> _Directions_
For the listing below, give the count of lines containing the string "covered" and nothing else.

> _Supplied records_
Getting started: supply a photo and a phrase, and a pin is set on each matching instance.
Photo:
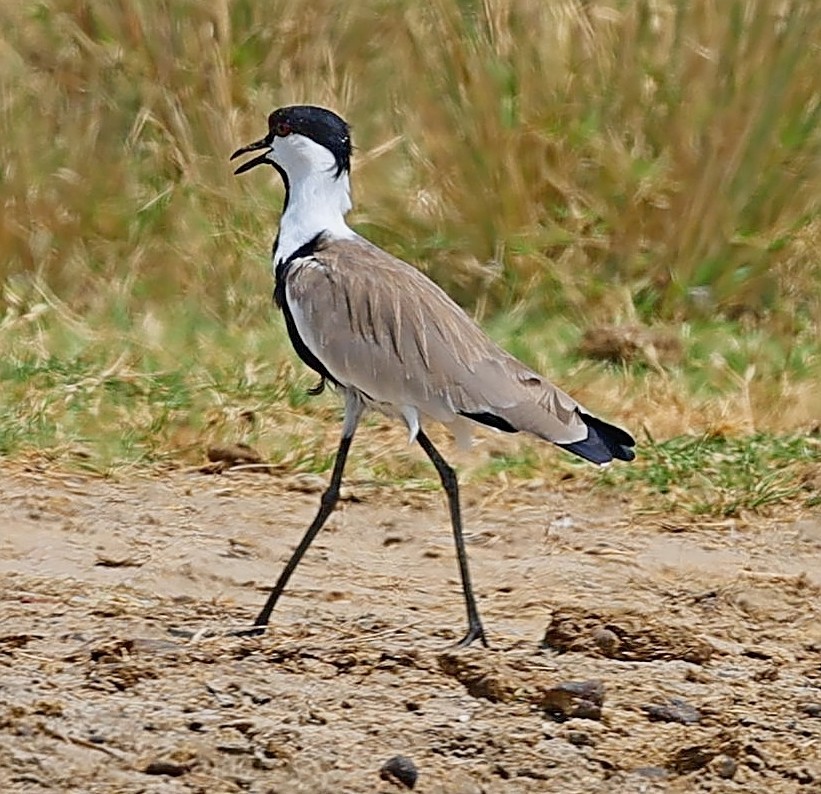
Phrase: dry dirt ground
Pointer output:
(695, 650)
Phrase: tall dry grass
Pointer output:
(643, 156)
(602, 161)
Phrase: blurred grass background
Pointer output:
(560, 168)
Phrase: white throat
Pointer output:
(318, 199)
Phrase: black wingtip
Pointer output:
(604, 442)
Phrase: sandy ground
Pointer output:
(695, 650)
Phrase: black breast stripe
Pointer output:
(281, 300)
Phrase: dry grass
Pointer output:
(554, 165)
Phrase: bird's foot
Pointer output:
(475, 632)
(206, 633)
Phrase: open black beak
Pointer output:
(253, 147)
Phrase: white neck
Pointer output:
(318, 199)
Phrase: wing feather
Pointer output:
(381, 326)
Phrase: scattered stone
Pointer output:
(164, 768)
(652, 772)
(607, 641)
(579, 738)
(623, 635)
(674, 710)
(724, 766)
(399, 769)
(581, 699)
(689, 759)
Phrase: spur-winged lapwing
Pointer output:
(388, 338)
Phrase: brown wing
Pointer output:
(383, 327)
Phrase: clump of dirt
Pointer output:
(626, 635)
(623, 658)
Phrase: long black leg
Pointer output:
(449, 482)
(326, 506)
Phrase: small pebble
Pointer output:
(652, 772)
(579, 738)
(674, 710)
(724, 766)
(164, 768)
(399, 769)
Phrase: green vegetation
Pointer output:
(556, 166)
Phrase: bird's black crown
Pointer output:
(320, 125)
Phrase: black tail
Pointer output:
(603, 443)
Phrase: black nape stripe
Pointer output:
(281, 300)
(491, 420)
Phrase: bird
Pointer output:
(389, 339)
---
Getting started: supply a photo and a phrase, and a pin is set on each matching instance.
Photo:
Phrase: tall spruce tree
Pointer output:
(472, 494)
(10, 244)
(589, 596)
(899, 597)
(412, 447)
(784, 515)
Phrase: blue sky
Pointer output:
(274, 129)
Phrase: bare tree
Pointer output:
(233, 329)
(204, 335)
* * *
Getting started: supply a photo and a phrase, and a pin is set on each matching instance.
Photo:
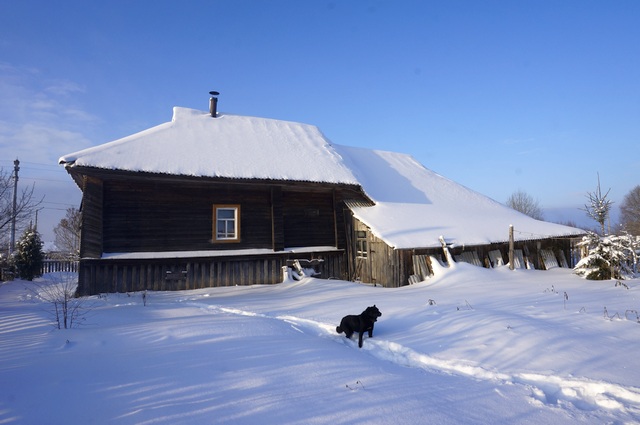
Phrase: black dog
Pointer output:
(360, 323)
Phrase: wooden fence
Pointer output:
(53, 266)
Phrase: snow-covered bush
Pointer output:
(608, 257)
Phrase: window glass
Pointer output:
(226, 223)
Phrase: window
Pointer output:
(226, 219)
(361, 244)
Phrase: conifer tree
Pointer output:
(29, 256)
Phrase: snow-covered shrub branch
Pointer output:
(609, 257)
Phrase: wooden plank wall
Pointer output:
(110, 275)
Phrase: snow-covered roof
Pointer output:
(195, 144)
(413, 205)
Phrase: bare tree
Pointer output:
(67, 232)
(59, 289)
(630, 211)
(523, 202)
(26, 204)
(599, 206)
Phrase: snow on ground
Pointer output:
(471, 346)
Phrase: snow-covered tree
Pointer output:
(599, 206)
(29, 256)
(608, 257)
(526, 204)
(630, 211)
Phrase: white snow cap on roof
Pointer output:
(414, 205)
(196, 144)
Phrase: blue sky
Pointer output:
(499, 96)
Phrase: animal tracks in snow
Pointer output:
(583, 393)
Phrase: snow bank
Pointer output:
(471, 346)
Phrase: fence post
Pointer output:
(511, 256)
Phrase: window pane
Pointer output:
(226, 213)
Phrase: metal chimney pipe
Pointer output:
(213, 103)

> _Result of the task_
4